» Exercise
Copy the data below word for word, leaving out the pictures.
====== Working data
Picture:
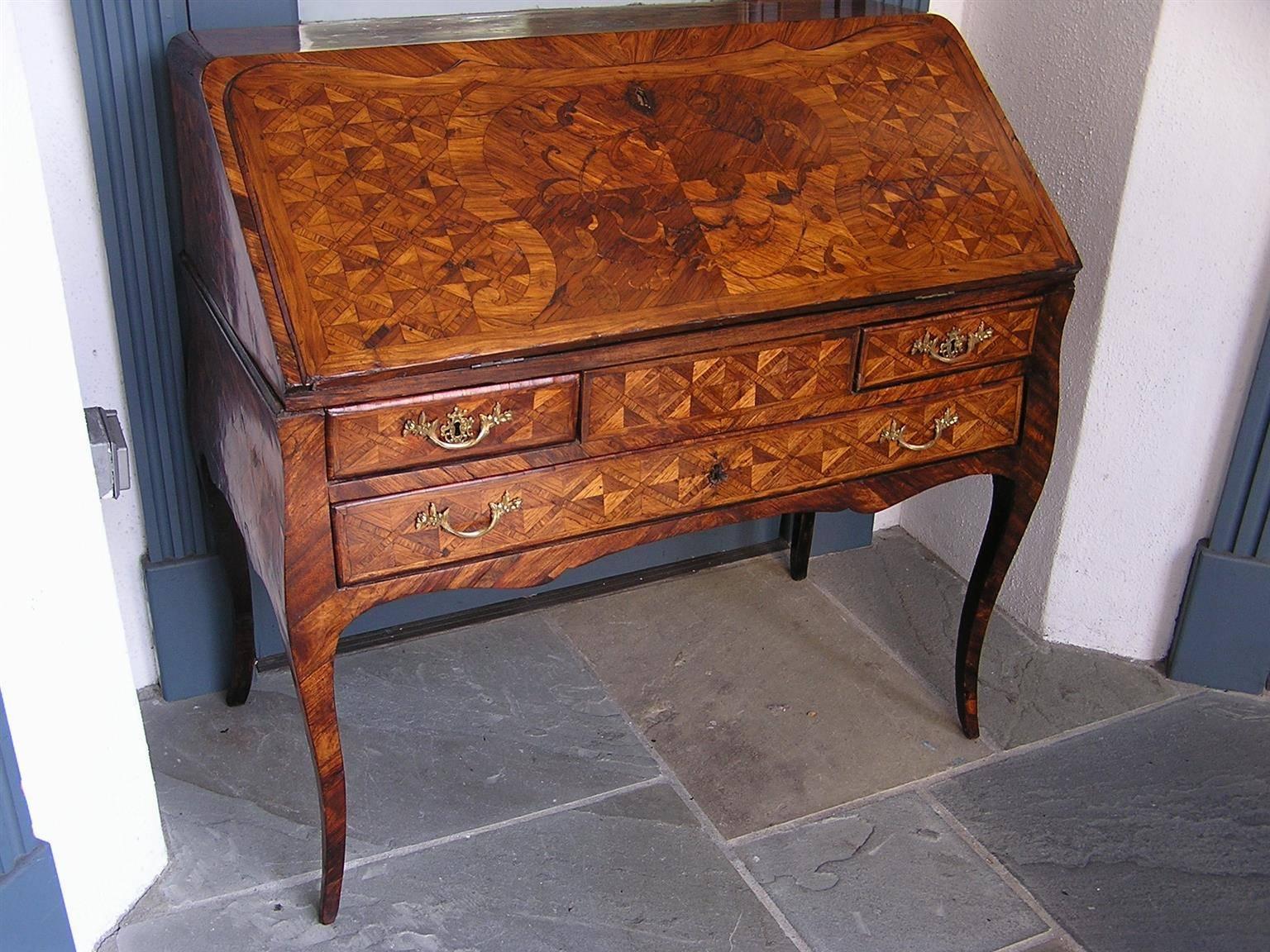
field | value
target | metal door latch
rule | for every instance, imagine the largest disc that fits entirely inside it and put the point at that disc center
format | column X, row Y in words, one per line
============
» Answer
Picture:
field | value
target | metal door latch
rule | for every instance, imagine the largest disc that fits entirely inside it and put the point at that disc center
format | column X, row Y in words, one per line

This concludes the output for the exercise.